TEXT PROVIDED:
◇ ◇ ◇ ◇ ◇ ◇ ◇

On the telly the next morning there’s lines after lines of chirping flutes, military uniforms and bowler hats, and lads whacking furiously on heavy bass drums. Big bellied men sporting strong moustaches and orange sashes reading LOL (oh irony in the age of memes) are introduced with intimidating long titles along the lines of Sovereign Grand Master of the Imperial Grand Black Chapter. Grand titles and brethren, oaths and authority of Christian scripture, and favourite words like ‘defending’, ‘protecting’, ‘freedom’ and ‘tradition’ are curiously reminiscent of another religious order with pointy hats, marked opinions and a dubious past across the big pond, as far as my immediate associations go.

In the late morning I go to see them in real life. Army culture and war glorification… ain’t nothing new around here. They’ve fought over stranger things. Once upon a time all of Connaught went to war against all of Ulster over a brown bull in the Cattle Raid of Cooley. It’s a story so approved of, apparently, that they’ve been telling it here for centuries.

Fun street parties during the daytime. Spot the Dutch king. (Photo credit: Stéphanie Heckman)

To the oblivious tourist, it felt like your average big tacky public holiday, like the American 4th of July or King’s Day in my country. To cultural insiders, caught up and complicit in the story, it is a triggering and polemic public holiday, like the American Thanksgiving or my Dutch Sinterklaas. In all three cases, the simplest thing is for the celebrants to acknowledge their party’s problematic history and modify the tradition somewhat. Change a few colours, leave out some pope effigies, red Indians and Blackface ‘helpers’. Say sorry, adjust and get on with it, and no need for the non-party-people to condemn the party-people’s entire culture, identity and humanity around it.

If only. But there’s always a delay in a nation’s adjustment to evolving history and hindsight, because the story is carried by so many and crowd hysteria is a potent and contagious thing. A delay of a couple decades, a couple centuries, sometimes not enough to settle in before the next outburst of violence. History is a mad merry-go-round.

◇ ◇ ◇ ◇ ◇ ◇ ◇

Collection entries
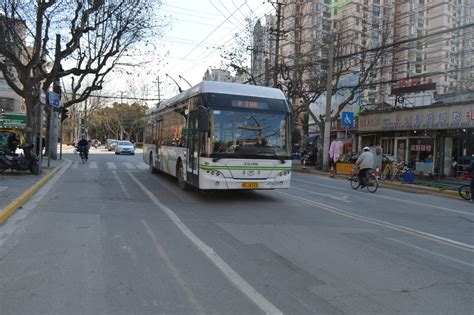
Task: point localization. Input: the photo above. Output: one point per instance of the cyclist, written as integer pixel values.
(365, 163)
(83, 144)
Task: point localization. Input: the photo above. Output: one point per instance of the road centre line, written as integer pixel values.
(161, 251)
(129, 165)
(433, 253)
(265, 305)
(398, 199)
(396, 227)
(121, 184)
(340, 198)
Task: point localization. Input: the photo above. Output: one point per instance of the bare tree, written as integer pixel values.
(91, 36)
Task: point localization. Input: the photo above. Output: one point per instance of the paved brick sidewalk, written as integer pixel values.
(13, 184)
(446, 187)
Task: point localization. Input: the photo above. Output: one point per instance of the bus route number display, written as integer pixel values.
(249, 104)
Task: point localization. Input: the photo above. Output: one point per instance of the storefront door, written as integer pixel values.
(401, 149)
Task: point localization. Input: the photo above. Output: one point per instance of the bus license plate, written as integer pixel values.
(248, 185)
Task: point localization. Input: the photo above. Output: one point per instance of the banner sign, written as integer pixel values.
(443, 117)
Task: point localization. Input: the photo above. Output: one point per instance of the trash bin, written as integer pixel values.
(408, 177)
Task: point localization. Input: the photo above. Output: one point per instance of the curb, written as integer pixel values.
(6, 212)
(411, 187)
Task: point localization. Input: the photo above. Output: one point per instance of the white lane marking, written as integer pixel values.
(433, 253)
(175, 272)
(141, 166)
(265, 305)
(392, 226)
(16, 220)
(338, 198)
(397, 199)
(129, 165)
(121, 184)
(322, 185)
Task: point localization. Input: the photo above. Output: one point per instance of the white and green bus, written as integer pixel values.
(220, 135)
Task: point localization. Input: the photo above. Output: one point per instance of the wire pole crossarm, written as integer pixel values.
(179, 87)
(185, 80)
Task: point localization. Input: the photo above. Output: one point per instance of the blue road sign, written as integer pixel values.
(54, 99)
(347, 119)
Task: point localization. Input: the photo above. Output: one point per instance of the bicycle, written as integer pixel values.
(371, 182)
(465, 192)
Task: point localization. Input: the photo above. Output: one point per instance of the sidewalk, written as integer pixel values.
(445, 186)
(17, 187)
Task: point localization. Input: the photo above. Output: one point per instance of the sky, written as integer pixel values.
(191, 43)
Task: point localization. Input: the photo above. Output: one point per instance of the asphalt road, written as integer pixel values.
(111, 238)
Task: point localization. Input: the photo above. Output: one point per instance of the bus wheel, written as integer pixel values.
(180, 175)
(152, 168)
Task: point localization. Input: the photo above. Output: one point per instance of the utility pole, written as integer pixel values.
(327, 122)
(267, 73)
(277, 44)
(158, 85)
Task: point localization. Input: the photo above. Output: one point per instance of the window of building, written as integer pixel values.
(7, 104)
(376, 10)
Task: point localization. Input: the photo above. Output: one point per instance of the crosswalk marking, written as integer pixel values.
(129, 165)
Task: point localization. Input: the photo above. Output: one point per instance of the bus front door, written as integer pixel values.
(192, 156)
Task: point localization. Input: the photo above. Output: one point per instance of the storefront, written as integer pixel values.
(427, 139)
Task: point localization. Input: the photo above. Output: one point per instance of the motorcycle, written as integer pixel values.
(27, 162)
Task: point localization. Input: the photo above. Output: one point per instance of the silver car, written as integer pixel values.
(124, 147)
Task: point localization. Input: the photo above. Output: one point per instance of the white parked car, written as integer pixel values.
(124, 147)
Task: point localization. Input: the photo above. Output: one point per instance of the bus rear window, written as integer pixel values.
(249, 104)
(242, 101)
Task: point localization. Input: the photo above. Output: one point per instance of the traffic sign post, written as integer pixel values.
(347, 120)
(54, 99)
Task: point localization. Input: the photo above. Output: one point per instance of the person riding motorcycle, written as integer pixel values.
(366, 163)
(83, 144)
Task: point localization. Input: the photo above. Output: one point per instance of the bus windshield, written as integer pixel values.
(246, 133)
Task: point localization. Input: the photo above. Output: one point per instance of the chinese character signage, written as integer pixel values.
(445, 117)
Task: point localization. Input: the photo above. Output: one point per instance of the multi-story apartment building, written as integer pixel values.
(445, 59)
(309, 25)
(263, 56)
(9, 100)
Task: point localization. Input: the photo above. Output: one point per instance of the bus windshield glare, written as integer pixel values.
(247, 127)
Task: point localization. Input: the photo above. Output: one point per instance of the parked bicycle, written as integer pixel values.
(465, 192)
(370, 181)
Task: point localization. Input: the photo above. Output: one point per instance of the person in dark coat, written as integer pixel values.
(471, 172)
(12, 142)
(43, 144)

◇ ◇ ◇ ◇ ◇ ◇ ◇

EXERCISES TO COMPLETE:
A) Duplicate the essay on the public holiday from "In the late" up to and including "credit: Stéphanie Heckman)".
B) In the essay on the public holiday, which Dutch celebration is likened to the American Thanksgiving?

EXERCISE SOLUTIONS:
A)
In the late morning I go to see them in real life. Army culture and war glorification… ain’t nothing new around here. They’ve fought over stranger things. Once upon a time all of Connaught went to war against all of Ulster over a brown bull in the Cattle Raid of Cooley. It’s a story so approved of, apparently, that they’ve been telling it here for centuries.

Fun street parties during the daytime. Spot the Dutch king. (Photo credit: Stéphanie Heckman)

B) Sinterklaas.